Excerpts of labeled region data

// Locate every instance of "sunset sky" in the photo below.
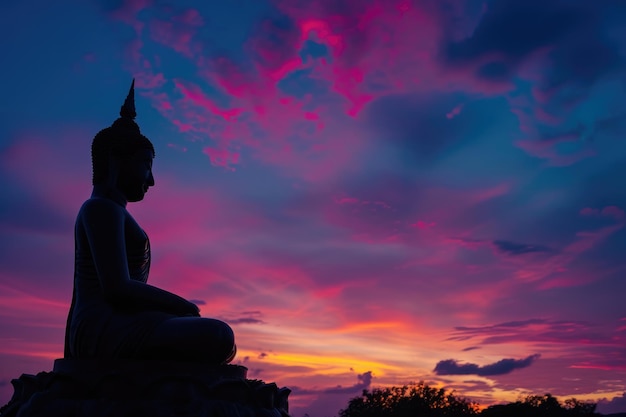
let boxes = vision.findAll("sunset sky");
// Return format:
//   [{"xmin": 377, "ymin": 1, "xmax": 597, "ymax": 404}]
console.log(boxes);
[{"xmin": 0, "ymin": 0, "xmax": 626, "ymax": 417}]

## [Task details]
Rewrite all the items with every "boxes" replaced by "regions" and everything else left unchanged. Leave the pictures out of your answer.

## [Output]
// Locate every instance of "sunset sky" in the photo below.
let regions = vision.findAll("sunset sky");
// Return format:
//   [{"xmin": 377, "ymin": 1, "xmax": 597, "ymax": 404}]
console.log(regions);
[{"xmin": 0, "ymin": 0, "xmax": 626, "ymax": 417}]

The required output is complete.